To be done »
A) Reproduce word for word the passage of the Water Lilies Challenge page from "Amongst the Art" up to and including "new collections API.".
B) Answer these questions from the Water Lilies Challenge page:
(i) What is the name of the 2021 re-opening exhibition that celebrates the Monet paintings?
(ii) Which institution is said to have recently launched a new collections API, like the AIC?
(iii) Which two fields does the search request ask the AIC API to return?
C) Condense the paragraph of the Water Lilies Challenge page that begins "In case anybody has accidently come to this page" into a single shorter sentence that keeps its main facts.

Source extract »
--- --- ---

2. Water Lilies Challenge

import sys
sys.path.append("/srv/explore-the-collections/code/ivpy/src/")

Amongst the Art Institute of Chicago’s works are paintings by Monet, celebrated in the re-opening exhibition for 2021 Monet and Chicago.

The AIC has also, like the V&A, recently launched a new collections API.

So, with two new collections APIs available, the obvious question is, who has the most Water Lilies in their collection ?

Note

In case anybody has accidently come to this page thinking this is a serious art historical data investigation, it is very definitely not, and no conclusions should be drawn about water lilies at the V&A or the Art Institute of Chicago or indeed, anywhere.

Water Lilies in Chicago

First we see how many Water Lilies the AIC have in their collection:

import requests
req = requests.get("https://api.artic.edu/api/v1/artworks/search?q=Water%20Lilies&fields=title,id")
results = req.json()
print(f"The AIC has {results['pagination']['total']} objects mentioning 'Water Lilies'")

--- --- ---

Data excerpt »

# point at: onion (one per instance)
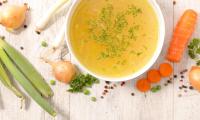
(63, 71)
(194, 77)
(13, 16)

--- --- ---

The solutions »
A)
Amongst the Art Institute of Chicago’s works are paintings by Monet, celebrated in the re-opening exhibition for 2021 Monet and Chicago.

The AIC has also, like the V&A, recently launched a new collections API.

B)
(i) Monet and Chicago
(ii) The V&A
(iii) title and id

C) This page is not a serious art historical data investigation, and no conclusions should be drawn about water lilies at the V&A, the Art Institute of Chicago, or anywhere else.